# [Stated task 1]
Please output, as a numbered list with blank lines left out, the part of the records that opens with the line containing "target | green leaf" and continues to the end of the records, both ends included.

— begin Provided text —

The trace cache passes micro-ops to the execution core and can
issue 3 micro-ops per cycle.
NetBurst’s “Advanced Dynamic Execution” is via an OOO, superscalar
execution core. Up to 126 instructions may be ‘in-flight’ at once.
Forty-eight of these may be loads; 24 may be stores. The core can
dispatch up to 6 micro-ops per cycle and uses register renaming
(the Pentium 4 has many more than 8 general purpose registers)
instead of a reorder buffer which was used in the P6
micro-architecture. In this way, if one instruction is delayed
waiting on data or a contended resource, other instructions that
have available resources may execute out-of-order. Stores may be
forwarded to dependant loads before being written to memory; loads
may be speculative (but cannot cause a page fault).

— end Provided text —
— begin Extracted records —

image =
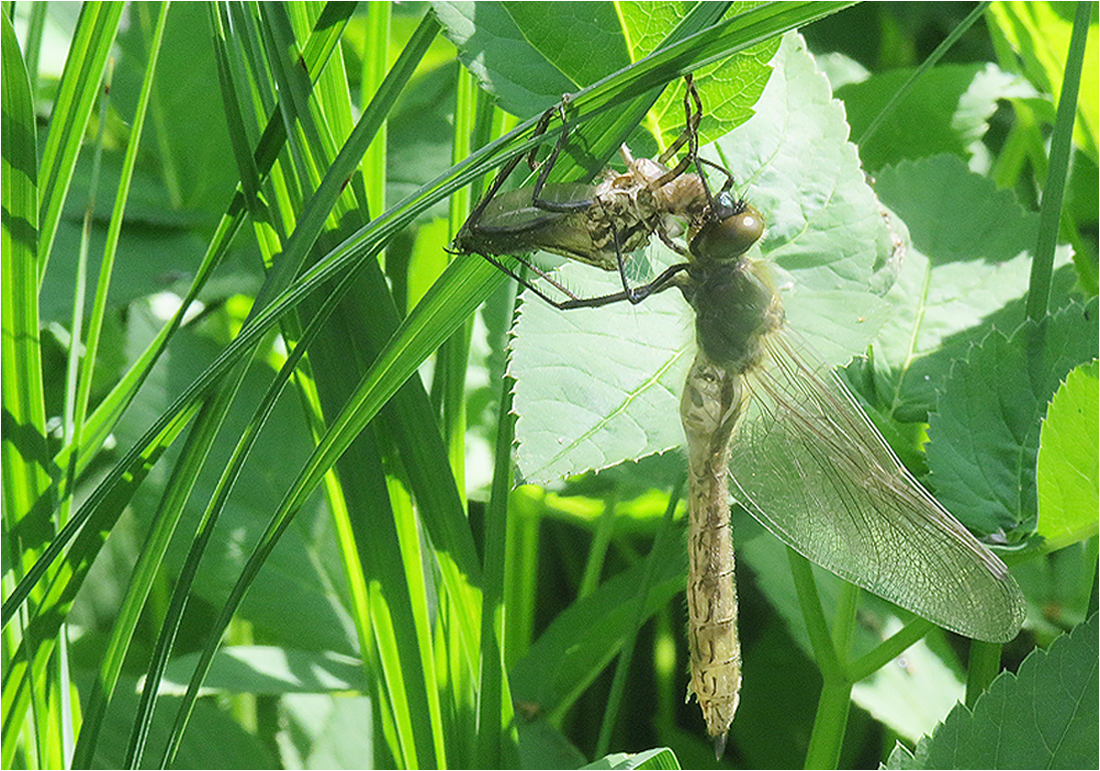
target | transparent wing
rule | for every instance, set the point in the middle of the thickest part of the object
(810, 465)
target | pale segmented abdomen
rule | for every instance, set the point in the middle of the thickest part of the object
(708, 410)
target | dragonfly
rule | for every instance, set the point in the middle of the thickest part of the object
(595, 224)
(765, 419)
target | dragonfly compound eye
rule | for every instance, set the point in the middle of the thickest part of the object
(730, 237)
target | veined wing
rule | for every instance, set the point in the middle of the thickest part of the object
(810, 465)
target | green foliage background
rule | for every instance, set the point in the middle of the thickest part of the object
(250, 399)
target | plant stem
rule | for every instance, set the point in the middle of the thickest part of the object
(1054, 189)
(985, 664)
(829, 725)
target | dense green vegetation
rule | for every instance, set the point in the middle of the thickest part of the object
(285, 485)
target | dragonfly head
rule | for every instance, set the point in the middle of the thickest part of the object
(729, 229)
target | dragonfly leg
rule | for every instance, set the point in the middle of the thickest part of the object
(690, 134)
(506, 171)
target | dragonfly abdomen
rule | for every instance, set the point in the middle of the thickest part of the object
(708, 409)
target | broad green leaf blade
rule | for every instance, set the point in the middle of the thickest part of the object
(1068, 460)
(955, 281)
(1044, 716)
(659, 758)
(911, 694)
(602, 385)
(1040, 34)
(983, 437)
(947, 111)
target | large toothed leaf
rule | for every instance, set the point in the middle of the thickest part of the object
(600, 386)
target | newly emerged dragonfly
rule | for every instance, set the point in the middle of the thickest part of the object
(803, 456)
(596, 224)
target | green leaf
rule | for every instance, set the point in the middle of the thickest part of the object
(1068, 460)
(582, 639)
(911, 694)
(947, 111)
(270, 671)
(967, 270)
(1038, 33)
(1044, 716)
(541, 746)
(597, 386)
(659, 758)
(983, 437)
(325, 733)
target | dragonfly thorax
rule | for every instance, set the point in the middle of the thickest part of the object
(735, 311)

— end Extracted records —

# [Stated task 2]
Copy the part of the NetBurst execution core passage that opens with the words "instead of a" and closes with "a page fault).".

# [Final answer 1]
1. target | green leaf
2. rule | for every instance, set the point in the middle of the thickest part of the object
3. (1068, 460)
4. (582, 639)
5. (911, 694)
6. (947, 111)
7. (270, 671)
8. (967, 270)
9. (1038, 33)
10. (1044, 716)
11. (541, 746)
12. (597, 386)
13. (659, 758)
14. (983, 437)
15. (325, 733)
16. target | dragonfly thorax
17. rule | for every instance, set the point in the middle of the thickest part of the object
18. (735, 311)

# [Final answer 2]
instead of a reorder buffer which was used in the P6
micro-architecture. In this way, if one instruction is delayed
waiting on data or a contended resource, other instructions that
have available resources may execute out-of-order. Stores may be
forwarded to dependant loads before being written to memory; loads
may be speculative (but cannot cause a page fault).